• Work order
From the line with "Task: where can the clump" through the line with "Task: where can the dirt road", repeat the entries verbatim, both end lines included, and add nothing.

Referring expression pointing data
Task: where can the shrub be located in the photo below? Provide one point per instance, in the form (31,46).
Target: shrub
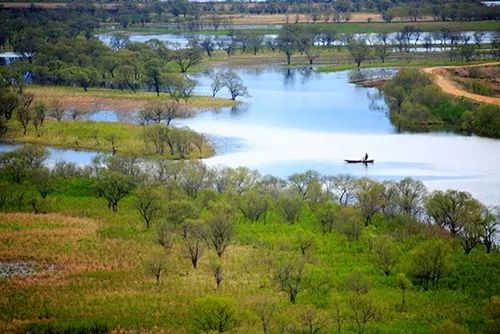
(73,327)
(214,313)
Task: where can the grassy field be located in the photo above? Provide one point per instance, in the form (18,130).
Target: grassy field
(396,63)
(98,276)
(343,27)
(331,59)
(120,100)
(127,139)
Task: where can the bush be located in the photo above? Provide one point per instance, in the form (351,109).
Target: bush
(73,327)
(487,121)
(214,313)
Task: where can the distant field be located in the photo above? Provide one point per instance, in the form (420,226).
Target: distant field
(344,27)
(122,100)
(127,139)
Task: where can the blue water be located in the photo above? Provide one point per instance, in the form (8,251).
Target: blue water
(298,119)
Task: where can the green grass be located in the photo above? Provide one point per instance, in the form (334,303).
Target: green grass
(116,96)
(396,63)
(344,27)
(381,27)
(100,280)
(95,136)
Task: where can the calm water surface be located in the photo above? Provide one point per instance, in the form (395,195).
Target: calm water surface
(298,119)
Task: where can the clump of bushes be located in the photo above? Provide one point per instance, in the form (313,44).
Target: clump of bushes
(75,327)
(416,103)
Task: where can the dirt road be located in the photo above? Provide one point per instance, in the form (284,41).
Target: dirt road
(448,86)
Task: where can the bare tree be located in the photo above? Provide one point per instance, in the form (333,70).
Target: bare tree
(265,310)
(148,204)
(341,187)
(313,321)
(221,230)
(289,276)
(24,112)
(216,269)
(358,49)
(75,113)
(362,311)
(156,265)
(164,235)
(57,110)
(194,240)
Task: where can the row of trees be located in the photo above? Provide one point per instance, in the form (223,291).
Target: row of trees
(416,103)
(331,198)
(196,211)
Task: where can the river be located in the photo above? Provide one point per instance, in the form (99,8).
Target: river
(181,40)
(298,119)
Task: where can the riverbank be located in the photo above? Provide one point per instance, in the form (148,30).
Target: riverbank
(399,64)
(418,102)
(342,27)
(444,80)
(125,139)
(119,100)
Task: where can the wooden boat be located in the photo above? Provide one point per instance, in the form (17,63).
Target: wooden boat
(359,161)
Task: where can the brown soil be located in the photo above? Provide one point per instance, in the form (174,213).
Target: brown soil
(442,77)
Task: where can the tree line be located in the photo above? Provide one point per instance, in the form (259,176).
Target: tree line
(196,211)
(417,103)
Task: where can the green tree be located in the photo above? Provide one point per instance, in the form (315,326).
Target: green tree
(403,284)
(371,199)
(186,58)
(215,314)
(429,263)
(289,276)
(148,204)
(155,265)
(358,49)
(113,186)
(385,253)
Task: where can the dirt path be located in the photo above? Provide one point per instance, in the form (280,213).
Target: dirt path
(448,86)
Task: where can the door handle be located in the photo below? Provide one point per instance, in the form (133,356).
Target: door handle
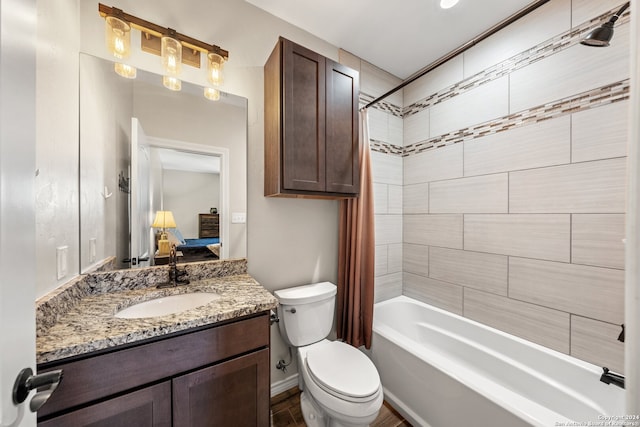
(26,381)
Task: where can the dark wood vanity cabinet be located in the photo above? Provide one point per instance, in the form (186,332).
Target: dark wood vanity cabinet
(311,125)
(214,376)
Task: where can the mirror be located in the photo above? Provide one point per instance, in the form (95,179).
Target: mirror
(144,149)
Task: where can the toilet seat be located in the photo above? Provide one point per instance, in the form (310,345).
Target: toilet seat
(343,371)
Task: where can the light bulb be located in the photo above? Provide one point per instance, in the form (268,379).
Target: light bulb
(214,68)
(446,4)
(171,52)
(118,37)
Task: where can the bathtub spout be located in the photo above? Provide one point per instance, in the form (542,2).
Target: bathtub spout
(608,377)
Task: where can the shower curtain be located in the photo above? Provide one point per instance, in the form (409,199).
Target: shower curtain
(357,254)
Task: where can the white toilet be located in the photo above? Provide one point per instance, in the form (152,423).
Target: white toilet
(341,386)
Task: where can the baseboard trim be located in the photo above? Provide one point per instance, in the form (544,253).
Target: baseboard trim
(284,385)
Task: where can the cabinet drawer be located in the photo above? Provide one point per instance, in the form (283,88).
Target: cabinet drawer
(149,407)
(103,375)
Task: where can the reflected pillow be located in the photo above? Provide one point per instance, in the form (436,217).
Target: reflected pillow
(175,237)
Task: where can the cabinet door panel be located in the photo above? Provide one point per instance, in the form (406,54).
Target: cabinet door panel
(149,407)
(342,160)
(303,145)
(233,393)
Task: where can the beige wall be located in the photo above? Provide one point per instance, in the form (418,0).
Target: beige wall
(513,184)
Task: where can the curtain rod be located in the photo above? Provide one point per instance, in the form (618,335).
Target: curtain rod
(499,26)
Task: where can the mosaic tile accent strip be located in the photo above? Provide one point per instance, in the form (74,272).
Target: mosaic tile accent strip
(385,147)
(601,96)
(521,60)
(605,95)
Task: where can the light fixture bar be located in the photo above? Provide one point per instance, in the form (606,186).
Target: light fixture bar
(153,31)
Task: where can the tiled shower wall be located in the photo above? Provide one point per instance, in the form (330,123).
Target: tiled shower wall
(505,197)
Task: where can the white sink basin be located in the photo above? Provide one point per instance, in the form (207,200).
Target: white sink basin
(167,305)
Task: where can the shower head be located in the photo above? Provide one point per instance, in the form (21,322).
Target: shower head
(601,36)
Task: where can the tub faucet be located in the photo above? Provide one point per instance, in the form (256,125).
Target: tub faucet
(609,377)
(176,277)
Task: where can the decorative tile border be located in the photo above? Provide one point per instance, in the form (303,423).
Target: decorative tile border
(584,101)
(615,92)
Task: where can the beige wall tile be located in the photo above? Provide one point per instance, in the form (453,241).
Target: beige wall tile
(596,239)
(388,286)
(585,10)
(597,342)
(590,187)
(472,269)
(433,230)
(471,107)
(439,294)
(592,292)
(395,199)
(375,82)
(433,165)
(600,133)
(415,259)
(480,194)
(442,77)
(532,322)
(570,72)
(396,124)
(388,229)
(535,236)
(415,198)
(386,168)
(542,24)
(542,144)
(394,258)
(380,198)
(381,259)
(416,127)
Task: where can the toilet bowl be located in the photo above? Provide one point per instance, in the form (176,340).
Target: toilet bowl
(340,384)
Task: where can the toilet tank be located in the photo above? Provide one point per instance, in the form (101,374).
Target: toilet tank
(306,312)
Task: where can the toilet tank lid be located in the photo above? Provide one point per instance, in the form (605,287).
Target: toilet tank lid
(306,293)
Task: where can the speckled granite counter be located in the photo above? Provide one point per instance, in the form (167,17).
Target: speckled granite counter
(86,322)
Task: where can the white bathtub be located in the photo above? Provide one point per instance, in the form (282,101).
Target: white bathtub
(439,369)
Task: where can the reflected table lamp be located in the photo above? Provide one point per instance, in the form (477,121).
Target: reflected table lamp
(164,220)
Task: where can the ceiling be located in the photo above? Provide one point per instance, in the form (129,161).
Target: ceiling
(401,37)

• Response area
Task: where can the clump of bushes be located in the photo above? Provide one point per instance, in the form (313,44).
Target: clump of bushes
(75,327)
(416,103)
Task: where can the dirt road be located in the photo above? Provide one point per instance, in the form (284,41).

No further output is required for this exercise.